→ **DOCUMENT EXTRACT**
# TV pitchman Billy Mays found dead



## 7costanza (Aug 29, 2006)

TAMPA, Fla. - Billy Mays, the burly, bearded television pitchman known for his boisterous hawking of products such as Orange Glo and OxiClean, has died. He was 50. 
Tampa police said Mays was found unresponsive by his wife Sunday morning. A fire rescue crew pronounced him dead at 7:45 a.m. 
There were no signs of a break-in, and investigators do not suspect foul play. The coroner's office expects to have an autopsy done by Monday afternoon. 
"Although Billy lived a public life, we don't anticipate making any public statements over the next couple of days," said Mays' wife, Deborah. "Our family asks that you respect our privacy during these difficult times." 
Born William Mays in McKees Rocks, Pa., on July 20, 1958, Mays developed his style demonstrating knives, mops and other "as seen on TV" gadgets on Atlantic City's boardwalk. For years he worked as a hired gun on the state fair and home show circuits, attracting crowds with his booming voice and genial manner. 
*'Long live your laundry!'*
After meeting Orange Glo International founder Max Appel at a home show in Pittsburgh in the mid-1990s, Mays was recruited to demonstrate the environmentally friendly line of cleaning products on the St. Petersburg-based Home Shopping Network. 
Commercials and informercials followed, anchored by the high-energy Mays showing how it's done while tossing out kitschy phrases like, "Long live your laundry!"

→ **DATASET CONTENT**
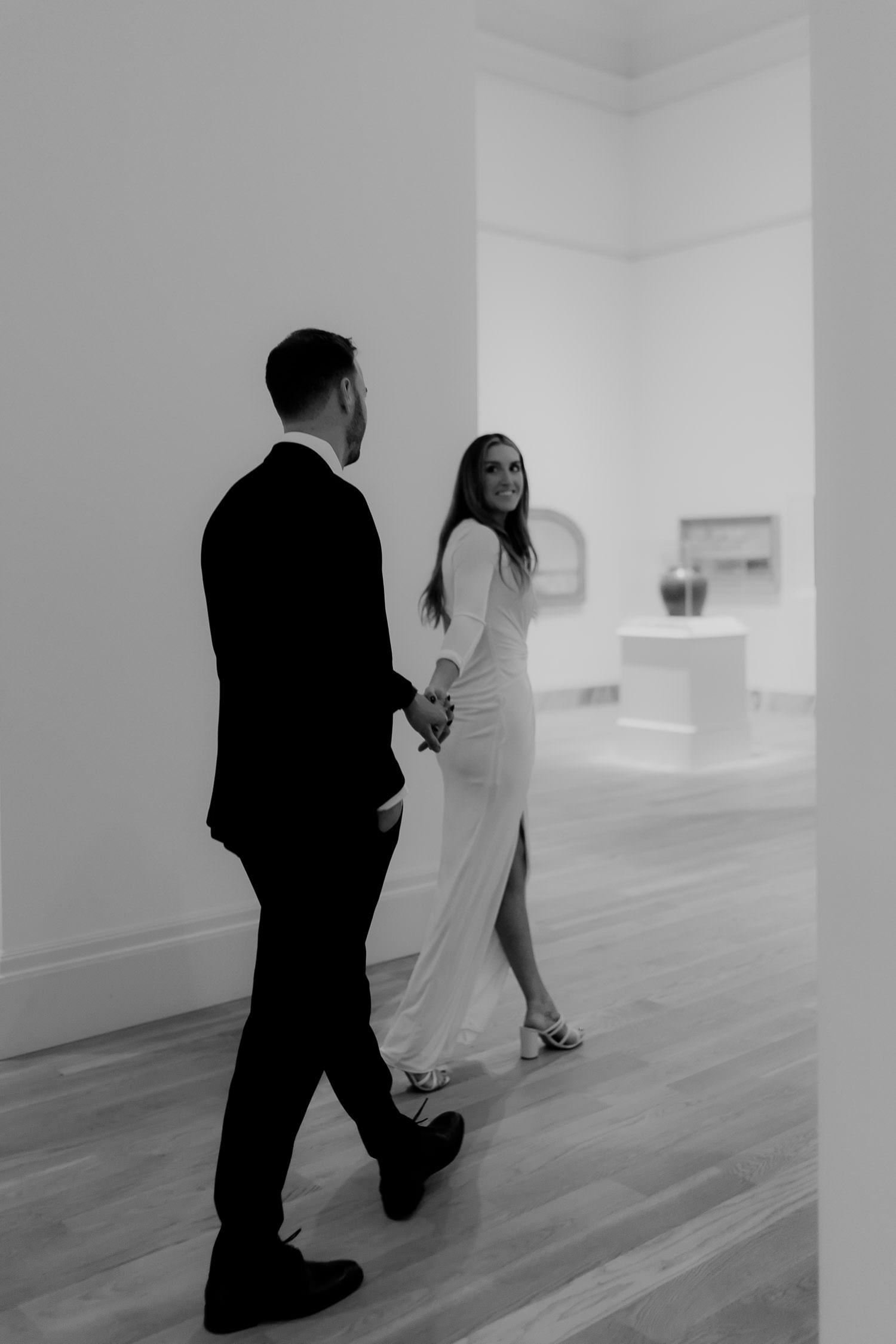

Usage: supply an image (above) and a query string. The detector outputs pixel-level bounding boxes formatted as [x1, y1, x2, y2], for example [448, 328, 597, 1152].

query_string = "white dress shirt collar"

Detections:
[277, 429, 342, 476]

→ **AIM 1**
List every town or city named in the article on Billy Mays.
→ **AIM 2**
Echo the article on Billy Mays from "TAMPA, Fla. - Billy" up to and including "died. He was 50.".
→ **AIM 3**
According to the article on Billy Mays, where did Mays meet Max Appel?

→ **FULL SOLUTION 1**
Tampa, McKees Rocks, Atlantic City, Pittsburgh, St. Petersburg

→ **FULL SOLUTION 2**
TAMPA, Fla. - Billy Mays, the burly, bearded television pitchman known for his boisterous hawking of products such as Orange Glo and OxiClean, has died. He was 50.

→ **FULL SOLUTION 3**
At a home show in Pittsburgh in the mid-1990s.